◆ **Check your understanding**
[1] Answer these questions using the passage on LpxC inhibitors.
(a) In what year did Yousuke Yamada et al. synthesize the 2-(1-S-hydroxyethyl) imidazole derivatives?
(b) With which residue does the five-membered oxazole heterocycle of TP 0586532 form a hydrogen bond?
(c) Against Enterobacteriaceae, the antimicrobial activity of which antibiotic does TP 0586532 especially enhance?
[2] Write what follows the last sentence of the passage on LpxC inhibitors.

◆ **Passage shown**

Figure 14. (A) N-hydroxyformamide-based LpxC inhibitors; (B) The binding mode of compound 41 in complex with P. aeruginosa LpxC; (PDB code: 7DEM). (C) The binding mode of compound 42 in complex with P. aeruginosa LpxC. (PDB code: 7DEM).

4.2.3 2-(1-S-hydroxyethyl) imidazoles LpxC inhibitors

In 2020, Yousuke Yamada et al. synthesized 2-(1-S-hydroxyethyl) imidazole derivatives exhibiting low nanomolar inhibition of LpxC, which are virtually unaffected by the presence of albumin (Yamada et al., 2020). In 2021, Fumihito Ushiyama et al. designed TP 0586532 to be effective against carbapenem-resistant K. pneumoniae without posing cardiovascular risks (Ushiyama et al., 2021). TP 0586532 shows potent activity against a broad range of carbapenemase gene-positive strains, including blaNDM, blaKPC, blaVIM, blaOXA and blaIMP (Fujita et al., 2022). TP 0586532 has excellent activity against mucin-resistant strains, ESBLs-producing E. coli, and carbapenem-resistant K. pneumoniae. As shown in Figure 15A, the IC₅₀ of TP 0586532 for human MMPs is more than 700 times higher than that for E.coli LpxC, so TP 0586532 has excellent selectivity for human MMPs.

Figure 15

Figure 15. (A) 2-(1-S-hydroxyethyl)imidazole-based LpxC inhibitors; (B) The binding mode of TP 0586532 in complex with P. aeruginosa LpxC; (PDB code: 7DEM); (C) Other 2-(1-S-hydroxyethyl)imidazole-based compounds disclosed in patents.

In Figure 15B, the N and O of 2-(1-S-hydroxyethyl) imidazole chelate Zn ions by hydrogen bonding forces, which is the same as compound 44. The five-membered oxazole heterocycle of TP 0586532 then forms a hydrogen bond with His19, the hydrophobic structure is inserted into the hydrophobic cavity in a compliant manner, and the carboxylic acid structure at the hydrophobic terminus bends toward the side of the LpxC protein, but there is no associated hydrogen-bonding force with the amino acid residue in question.

In vitro LPS level assays demonstrated that TP 0586532 exerted antimicrobial activity by inhibiting LPS synthesis and that TP 0586532 reduced total LPS levels in a concentration-dependent manner (Fujita et al., 2022). TP 0586532 enhances the antimicrobial activity of various antibiotics (especially meropenem) against Enterobacteriaceae, including CRE (Yoshida et al., 2022). The mechanism of action is related to increasing bacterial cell membrane permeability and facilitating the entry of meropenem into the cell. This study demonstrates that meropenem in combination with TP 0586532 has therapeutic potential for the treatment of severe CRE infections, including strains with high levels of resistance to meropenem. This also suggests that combination therapy with antimicrobials of different antimicrobial mechanisms can compensate for the deficiency of LpxC inhibitors. TP 0586532 exerts potent efficacy in mouse models of systemic infection and pneumonia caused by gram-negative pathogens (Fujita et al., 2022; Ushiyama et al., 2021). TP 0586532 is expected to be the most promising LpxC inhibitor to enter clinical trials after ACHN-975.

◆ **Records supplied**
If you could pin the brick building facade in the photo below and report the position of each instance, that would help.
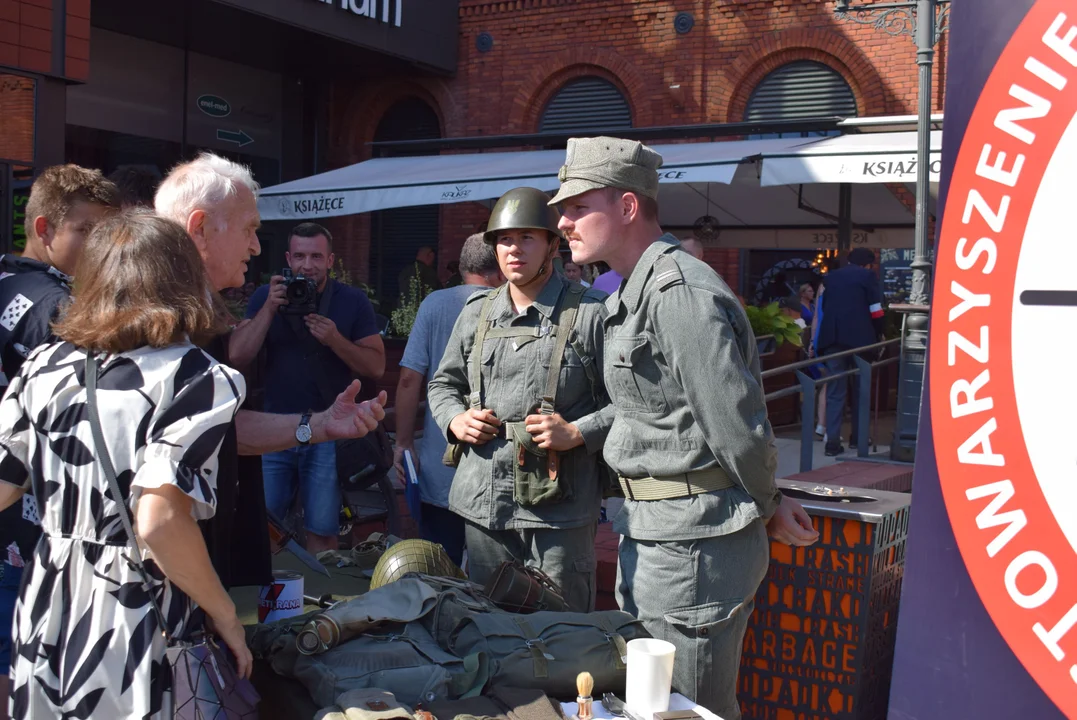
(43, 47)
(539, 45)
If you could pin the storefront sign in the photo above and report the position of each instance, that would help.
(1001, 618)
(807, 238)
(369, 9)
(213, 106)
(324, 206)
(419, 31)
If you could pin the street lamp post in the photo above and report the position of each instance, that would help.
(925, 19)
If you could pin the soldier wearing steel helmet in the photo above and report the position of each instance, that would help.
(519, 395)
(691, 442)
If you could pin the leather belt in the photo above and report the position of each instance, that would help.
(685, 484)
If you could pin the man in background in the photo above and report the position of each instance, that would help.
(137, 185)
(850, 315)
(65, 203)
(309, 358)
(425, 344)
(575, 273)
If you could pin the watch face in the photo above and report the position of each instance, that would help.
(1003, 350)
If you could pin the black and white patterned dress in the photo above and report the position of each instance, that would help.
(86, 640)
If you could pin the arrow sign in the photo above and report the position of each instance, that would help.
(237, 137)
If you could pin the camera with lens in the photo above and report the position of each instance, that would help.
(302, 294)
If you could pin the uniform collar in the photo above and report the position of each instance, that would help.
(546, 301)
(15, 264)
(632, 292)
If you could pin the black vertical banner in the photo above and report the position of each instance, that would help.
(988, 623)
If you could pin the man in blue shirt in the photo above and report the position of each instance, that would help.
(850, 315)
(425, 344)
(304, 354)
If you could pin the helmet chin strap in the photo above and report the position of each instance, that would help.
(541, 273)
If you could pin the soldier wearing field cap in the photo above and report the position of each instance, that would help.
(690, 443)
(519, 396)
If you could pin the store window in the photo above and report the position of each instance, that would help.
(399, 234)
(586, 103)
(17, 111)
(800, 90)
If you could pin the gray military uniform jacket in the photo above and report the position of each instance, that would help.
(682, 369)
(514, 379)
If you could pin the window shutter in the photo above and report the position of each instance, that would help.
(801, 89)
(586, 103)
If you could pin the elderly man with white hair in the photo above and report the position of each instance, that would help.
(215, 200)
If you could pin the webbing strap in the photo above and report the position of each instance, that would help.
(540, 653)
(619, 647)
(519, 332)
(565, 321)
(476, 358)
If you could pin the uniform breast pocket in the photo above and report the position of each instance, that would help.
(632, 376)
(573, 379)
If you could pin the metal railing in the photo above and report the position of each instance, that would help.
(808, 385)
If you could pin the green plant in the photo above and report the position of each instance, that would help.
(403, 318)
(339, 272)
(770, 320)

◆ **Responses by task**
[1]
(a) 2020
(b) His19
(c) Meropenem

[2]
Small molecule LpxC inhibitors with 2-(1-S-hydroxyethyl) imidazole as the active center have become a hotspot for optimization of LpxC inhibitors. As shown in Figure 15C, in 2022, Forge Therapeutics’ patent disclosed that compounds 46 and 47 could be used to treat bacterial infections, particularly pneumonia, both compounds had better antimicrobial activity than TP 0586532 (WO2022173756; WO2022173758, Min et al., 2022a,b). In 2024, Blacksmith Pharmaceuticals’ patent disclosed that compound 48 could be used to treat Pseudomonas aeruginosa infections, lung disease, and infectious pneumonia (WO2024036170, David et al., 2024). In 2024, researchers from Shanghai Angry Pharmaceuticals and Zhejiang Haizheng Pharmaceuticals introduced an aromatic acetylene group in the P4 region to obtain compound 49 for treating Gram negative bacterial infections, of which oral bioavailability is 89.4% (WO2024083177, Xiangui et al., 2024).

5 Conclusion

With the emergence and rapid increasing of multidrug-resistant Gram-negative bacterial strains, the development of novel antibiotics directed against the previously unexploited targets is urgently needed (Alanis, 2005). Lipid A forms the outer monolayer of the outer membrane of most Gram-negative bacteria (Kim et al., 2016; Raetz et al., 2007), the LpxC-catalyzed reaction is an irreversible and essential step in lipid A biosynthesis (Jackman et al., 2000; Löppenberg et al., 2013). Thus, LpxC has become an attractive target for the structure-based drug design. Currently, there are LpxC inhibitors showing promising efficacy in infected animal models (Kalinin and Holl, 2017; Zhao et al., 2023). However, except the discontinued ACHN-975, no other LpxC inhibitors have entered clinical trials.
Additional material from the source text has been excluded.